--- BEGIN PASSAGE SHOWN ---
The Annual Open Source grant

Starting from 2018, we're starting a program we call The Annual Open Source grant where every year we will have an amount that we allocate to be given to open source projects.

At the end of spring, the engineering team will get together and decide which project and how much money each project will receive from the grant. The engineering team will choose, among others, which project have had an impact to us and our customers and then decide how much of the grant to be given to each of the project.

The focus

What we want to focus on are two things:

  • Acknowledgement of the work done by the people of a particular open source project
  • And the viability and continuity of this program and not how large or small the amount that we can afford

In this small way, we would like to show that even small companies like us can manage to give back and acknowledge the hard and good work that many folks of the open source community have sacrified their time and energy on.
--- END PASSAGE SHOWN ---
- OBJECTIVE 1 -
Using the open source grant page, decide whether each statement agrees with it: (a) The engineering team decides which projects get money and how much each receives. (b) The grant program began in 2016. (c) The program's focus is the size of the amount given. For each, answer yes or no and quote the deciding words.
--- BEGIN EXERCISE MATERIALS ---
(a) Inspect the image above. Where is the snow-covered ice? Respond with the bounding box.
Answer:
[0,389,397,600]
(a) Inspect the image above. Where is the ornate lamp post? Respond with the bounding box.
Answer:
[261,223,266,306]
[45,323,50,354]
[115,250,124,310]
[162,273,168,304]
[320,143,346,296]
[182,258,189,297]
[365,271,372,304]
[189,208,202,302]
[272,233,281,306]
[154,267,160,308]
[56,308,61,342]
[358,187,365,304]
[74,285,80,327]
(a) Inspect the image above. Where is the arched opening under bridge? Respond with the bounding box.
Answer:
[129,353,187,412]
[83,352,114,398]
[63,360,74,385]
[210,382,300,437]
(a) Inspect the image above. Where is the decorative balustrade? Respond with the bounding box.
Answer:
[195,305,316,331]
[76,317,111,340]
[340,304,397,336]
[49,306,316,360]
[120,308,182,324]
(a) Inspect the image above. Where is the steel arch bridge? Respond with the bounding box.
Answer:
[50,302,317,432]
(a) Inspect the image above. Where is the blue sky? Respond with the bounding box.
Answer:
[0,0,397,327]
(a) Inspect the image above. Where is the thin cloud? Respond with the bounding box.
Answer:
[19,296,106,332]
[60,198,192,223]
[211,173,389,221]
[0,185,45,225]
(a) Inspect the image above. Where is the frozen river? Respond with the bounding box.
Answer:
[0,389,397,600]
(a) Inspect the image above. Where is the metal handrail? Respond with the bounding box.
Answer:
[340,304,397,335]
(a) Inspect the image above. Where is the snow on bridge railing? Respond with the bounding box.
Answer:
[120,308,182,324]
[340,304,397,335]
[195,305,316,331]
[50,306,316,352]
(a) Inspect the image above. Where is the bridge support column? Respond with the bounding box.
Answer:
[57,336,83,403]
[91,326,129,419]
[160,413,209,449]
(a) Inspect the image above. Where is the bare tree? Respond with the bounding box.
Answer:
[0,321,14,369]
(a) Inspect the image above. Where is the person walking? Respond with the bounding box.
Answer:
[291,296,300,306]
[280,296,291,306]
--- END EXERCISE MATERIALS ---
- OBJECTIVE 2 -
Rewrite the part of the rows that opens with the line containing "(a) Inspect the image above. Where is the metal" and runs through the end of the rows. Replace "Respond with the bounding box" with "Give the bounding box" and leave everything else unchanged.

- FULL RESPONSE 1 -
(a) Yes: "the engineering team will get together and decide which project and how much money each project will receive from the grant"
(b) No: "Starting from 2018"
(c) No: "and not how large or small the amount that we can afford"

- FULL RESPONSE 2 -
(a) Inspect the image above. Where is the metal handrail? Give the bounding box.
Answer:
[340,304,397,335]
(a) Inspect the image above. Where is the snow on bridge railing? Give the bounding box.
Answer:
[120,308,182,324]
[340,304,397,335]
[195,305,316,331]
[50,306,316,352]
(a) Inspect the image above. Where is the bridge support column? Give the bounding box.
Answer:
[57,336,83,403]
[91,326,129,419]
[160,413,209,449]
(a) Inspect the image above. Where is the bare tree? Give the bounding box.
Answer:
[0,321,14,369]
(a) Inspect the image above. Where is the person walking? Give the bounding box.
Answer:
[291,296,300,306]
[280,296,291,306]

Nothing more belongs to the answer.